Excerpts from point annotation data

>>>

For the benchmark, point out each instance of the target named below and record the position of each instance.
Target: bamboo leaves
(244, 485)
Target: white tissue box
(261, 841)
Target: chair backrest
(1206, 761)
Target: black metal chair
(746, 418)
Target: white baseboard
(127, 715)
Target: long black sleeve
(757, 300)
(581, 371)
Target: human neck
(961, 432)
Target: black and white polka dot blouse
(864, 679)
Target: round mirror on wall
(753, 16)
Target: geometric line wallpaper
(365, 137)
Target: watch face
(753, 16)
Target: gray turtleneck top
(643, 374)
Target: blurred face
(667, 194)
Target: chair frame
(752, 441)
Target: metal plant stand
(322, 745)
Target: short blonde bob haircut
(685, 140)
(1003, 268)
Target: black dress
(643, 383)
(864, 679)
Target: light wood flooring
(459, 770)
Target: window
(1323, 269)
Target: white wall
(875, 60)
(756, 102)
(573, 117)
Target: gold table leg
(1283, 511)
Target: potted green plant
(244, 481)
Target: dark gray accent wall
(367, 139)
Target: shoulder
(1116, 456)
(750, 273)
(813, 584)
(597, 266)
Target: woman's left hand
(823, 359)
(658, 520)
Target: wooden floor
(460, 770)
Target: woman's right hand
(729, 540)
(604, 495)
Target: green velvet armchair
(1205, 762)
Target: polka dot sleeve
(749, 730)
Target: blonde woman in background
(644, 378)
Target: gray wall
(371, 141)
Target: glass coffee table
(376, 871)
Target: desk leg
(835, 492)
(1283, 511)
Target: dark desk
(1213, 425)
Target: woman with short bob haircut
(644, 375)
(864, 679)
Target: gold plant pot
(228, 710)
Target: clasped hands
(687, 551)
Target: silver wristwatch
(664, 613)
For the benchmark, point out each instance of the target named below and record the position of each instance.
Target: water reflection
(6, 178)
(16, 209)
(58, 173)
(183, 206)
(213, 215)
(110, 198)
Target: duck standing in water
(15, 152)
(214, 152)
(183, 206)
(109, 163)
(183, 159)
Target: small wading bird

<<<

_Problem description_:
Rewrite the part of the material above that opens with the line containing "Target: blurred face" and closes with the line containing "(1323, 269)" as a Markdown table with the columns "Row" and "Line." Number each line in order, and leave out any blank lines.

_The completed task_:
| Row | Line |
|---|---|
| 1 | Target: blurred face |
| 2 | (667, 194) |
| 3 | Target: chair frame |
| 4 | (752, 441) |
| 5 | Target: metal plant stand |
| 6 | (322, 745) |
| 7 | Target: short blonde bob haircut |
| 8 | (685, 140) |
| 9 | (1003, 268) |
| 10 | Target: black dress |
| 11 | (643, 383) |
| 12 | (864, 679) |
| 13 | Target: light wood flooring |
| 14 | (459, 770) |
| 15 | Target: window |
| 16 | (1323, 269) |